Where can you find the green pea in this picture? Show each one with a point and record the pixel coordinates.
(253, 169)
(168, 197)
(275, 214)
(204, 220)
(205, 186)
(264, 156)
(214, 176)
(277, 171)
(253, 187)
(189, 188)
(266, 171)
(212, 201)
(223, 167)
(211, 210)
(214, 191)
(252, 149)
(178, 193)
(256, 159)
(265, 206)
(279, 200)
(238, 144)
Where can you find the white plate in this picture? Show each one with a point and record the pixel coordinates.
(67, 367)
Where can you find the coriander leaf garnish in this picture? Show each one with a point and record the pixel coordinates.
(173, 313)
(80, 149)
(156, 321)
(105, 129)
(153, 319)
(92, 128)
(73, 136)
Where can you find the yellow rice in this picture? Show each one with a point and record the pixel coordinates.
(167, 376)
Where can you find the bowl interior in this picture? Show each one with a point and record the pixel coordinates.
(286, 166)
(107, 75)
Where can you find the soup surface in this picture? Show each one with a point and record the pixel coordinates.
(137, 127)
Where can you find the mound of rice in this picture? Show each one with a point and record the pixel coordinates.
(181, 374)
━━━━━━━━━━━━━━━━
Without altering a single word, transcribe the entries above.

Where can you find the green pea in this picture? Show each one with a point and record the pixel coordinates.
(253, 169)
(168, 197)
(275, 214)
(204, 220)
(205, 186)
(264, 156)
(214, 176)
(277, 171)
(253, 187)
(189, 188)
(266, 171)
(212, 201)
(223, 167)
(211, 210)
(214, 191)
(252, 149)
(178, 193)
(256, 159)
(265, 206)
(279, 200)
(238, 144)
Where can you find the white plate in this picture? Show each one with a point and record the pixel coordinates.
(67, 367)
Where can you find the coriander leaf garnish in this picture? Show each one with a point and record the pixel coordinates.
(173, 313)
(80, 149)
(156, 321)
(105, 129)
(153, 319)
(92, 128)
(73, 136)
Where can you find the yellow rice in this picture? Show each one with a point and record the pixel coordinates.
(167, 376)
Where can you find the bowl interior in this picture? Show each one with a point and record the pixel coordinates.
(286, 166)
(107, 75)
Where can you find the soup surface in this picture? Show each one with a point and record the pixel coordinates.
(137, 127)
Where can you find the mound of rice in this picture? Show each one with a point and record the pixel coordinates.
(181, 374)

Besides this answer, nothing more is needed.